Supplied records:
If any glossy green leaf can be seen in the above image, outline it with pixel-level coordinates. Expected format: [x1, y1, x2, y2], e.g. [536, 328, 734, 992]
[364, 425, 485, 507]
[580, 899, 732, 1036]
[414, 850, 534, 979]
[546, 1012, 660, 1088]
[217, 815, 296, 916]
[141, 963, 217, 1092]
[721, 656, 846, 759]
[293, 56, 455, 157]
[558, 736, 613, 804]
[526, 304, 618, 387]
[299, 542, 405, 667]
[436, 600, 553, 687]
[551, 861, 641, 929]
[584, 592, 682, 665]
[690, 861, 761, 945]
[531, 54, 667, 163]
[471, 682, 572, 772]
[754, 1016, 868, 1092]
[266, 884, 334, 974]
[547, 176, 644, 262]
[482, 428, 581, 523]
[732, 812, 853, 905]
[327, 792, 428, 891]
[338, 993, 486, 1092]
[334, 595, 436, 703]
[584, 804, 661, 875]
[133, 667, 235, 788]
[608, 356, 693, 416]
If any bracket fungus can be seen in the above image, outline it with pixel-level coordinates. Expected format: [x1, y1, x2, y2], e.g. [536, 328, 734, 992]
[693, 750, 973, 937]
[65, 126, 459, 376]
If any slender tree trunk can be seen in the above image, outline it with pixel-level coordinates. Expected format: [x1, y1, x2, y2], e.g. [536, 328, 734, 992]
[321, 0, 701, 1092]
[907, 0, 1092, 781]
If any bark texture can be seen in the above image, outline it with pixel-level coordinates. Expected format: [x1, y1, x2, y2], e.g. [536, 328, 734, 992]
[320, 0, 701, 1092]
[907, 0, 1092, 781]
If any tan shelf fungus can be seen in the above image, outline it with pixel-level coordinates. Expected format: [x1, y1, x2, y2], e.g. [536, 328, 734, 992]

Requirement:
Recast every line of the records above as a JSON list of strings, one string per line, with blank lines left out.

Answer for the task:
[
  "If any glossy green leaf can be seen in the above image, outline it with pixel-level coordinates. Expected format: [x1, y1, x2, y2], e.g. [536, 328, 734, 992]",
  "[364, 425, 485, 507]",
  "[580, 899, 732, 1036]",
  "[414, 850, 534, 979]",
  "[546, 1012, 660, 1088]",
  "[217, 815, 296, 916]",
  "[141, 963, 217, 1092]",
  "[721, 656, 846, 759]",
  "[293, 56, 455, 157]",
  "[558, 736, 613, 804]",
  "[526, 304, 618, 387]",
  "[299, 542, 405, 667]",
  "[436, 600, 553, 687]",
  "[551, 861, 641, 929]",
  "[584, 592, 682, 665]",
  "[690, 861, 761, 945]",
  "[531, 54, 667, 163]",
  "[471, 682, 572, 772]",
  "[754, 1016, 868, 1092]",
  "[266, 884, 334, 974]",
  "[547, 176, 644, 262]",
  "[482, 428, 581, 523]",
  "[732, 812, 853, 905]",
  "[327, 792, 428, 891]",
  "[338, 993, 486, 1092]",
  "[334, 595, 436, 703]",
  "[584, 804, 661, 875]",
  "[133, 667, 235, 788]",
  "[608, 356, 693, 416]",
  "If any bracket fungus can be seen in the above image, outline it with pixel-level coordinates. Expected format: [x1, y1, x2, y2], e.g. [536, 328, 734, 992]",
  "[693, 750, 973, 937]",
  "[65, 126, 459, 376]",
  "If any slender tree trunk can be seen in the above image, outline it with pixel-level coordinates. Expected format: [x1, y1, x2, y2], e.g. [536, 328, 734, 992]",
  "[321, 0, 701, 1092]",
  "[907, 0, 1092, 781]",
  "If any bark texture can be seen in the above image, outline it with pixel-level coordinates. Expected format: [x1, y1, x2, y2], e.g. [536, 328, 734, 992]",
  "[320, 0, 701, 1092]",
  "[907, 0, 1092, 781]",
  "If any tan shelf fungus can be seen in the above image, outline it with pixel-level coordinates. Expected format: [x1, y1, x2, y2], e.g. [536, 328, 734, 992]"
]